(Instruction) Write out every row below in full, and offset each x and y coordinate in the answers by 114.

>> Start

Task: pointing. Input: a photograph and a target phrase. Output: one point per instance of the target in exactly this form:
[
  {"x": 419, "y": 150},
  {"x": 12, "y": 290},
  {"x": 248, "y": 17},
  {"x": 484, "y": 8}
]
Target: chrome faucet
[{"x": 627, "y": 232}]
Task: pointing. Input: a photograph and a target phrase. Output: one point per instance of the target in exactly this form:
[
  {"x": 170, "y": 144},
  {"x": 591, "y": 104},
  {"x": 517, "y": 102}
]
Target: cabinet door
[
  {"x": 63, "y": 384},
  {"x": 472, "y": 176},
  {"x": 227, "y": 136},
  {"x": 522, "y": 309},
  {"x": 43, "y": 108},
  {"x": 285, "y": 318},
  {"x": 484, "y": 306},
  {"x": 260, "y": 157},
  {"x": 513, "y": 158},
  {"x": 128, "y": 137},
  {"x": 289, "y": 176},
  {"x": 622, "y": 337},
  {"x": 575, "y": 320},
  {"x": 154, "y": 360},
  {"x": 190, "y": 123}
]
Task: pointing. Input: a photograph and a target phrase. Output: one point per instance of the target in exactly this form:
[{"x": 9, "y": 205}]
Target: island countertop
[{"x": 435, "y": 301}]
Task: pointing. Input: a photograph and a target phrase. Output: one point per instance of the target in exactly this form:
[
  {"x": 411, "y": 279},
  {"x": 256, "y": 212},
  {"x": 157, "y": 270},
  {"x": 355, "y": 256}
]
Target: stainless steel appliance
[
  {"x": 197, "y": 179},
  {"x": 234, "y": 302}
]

>> End

(Result for this task)
Task: pointing. Input: a photograph and a target phrase. Output: one point per instance of the target in exactly this form:
[
  {"x": 419, "y": 150},
  {"x": 12, "y": 290},
  {"x": 248, "y": 17},
  {"x": 484, "y": 8}
]
Target: chrome faucet
[{"x": 741, "y": 346}]
Task: pointing. Input: a photograph and a target phrase. Output: one point per instance of the target in exactly this form:
[
  {"x": 170, "y": 144},
  {"x": 591, "y": 104},
  {"x": 517, "y": 102}
]
Target: cabinet door
[
  {"x": 177, "y": 498},
  {"x": 586, "y": 290},
  {"x": 341, "y": 250},
  {"x": 636, "y": 423},
  {"x": 157, "y": 222},
  {"x": 399, "y": 432},
  {"x": 598, "y": 420},
  {"x": 374, "y": 271},
  {"x": 627, "y": 272},
  {"x": 242, "y": 251},
  {"x": 403, "y": 290},
  {"x": 736, "y": 451},
  {"x": 689, "y": 434},
  {"x": 268, "y": 474},
  {"x": 304, "y": 237}
]
Task: pointing. Input: a photograph and a target phrase. Output: one point per instance of the target in exactly this form:
[{"x": 9, "y": 205}]
Target: island countertop
[{"x": 549, "y": 415}]
Task: pointing. Input: a photograph and a target phrase. Output: one point per instance of the target in exactly this form:
[
  {"x": 411, "y": 279},
  {"x": 256, "y": 212},
  {"x": 157, "y": 270},
  {"x": 355, "y": 256}
]
Target: stainless steel appliance
[
  {"x": 311, "y": 293},
  {"x": 348, "y": 416}
]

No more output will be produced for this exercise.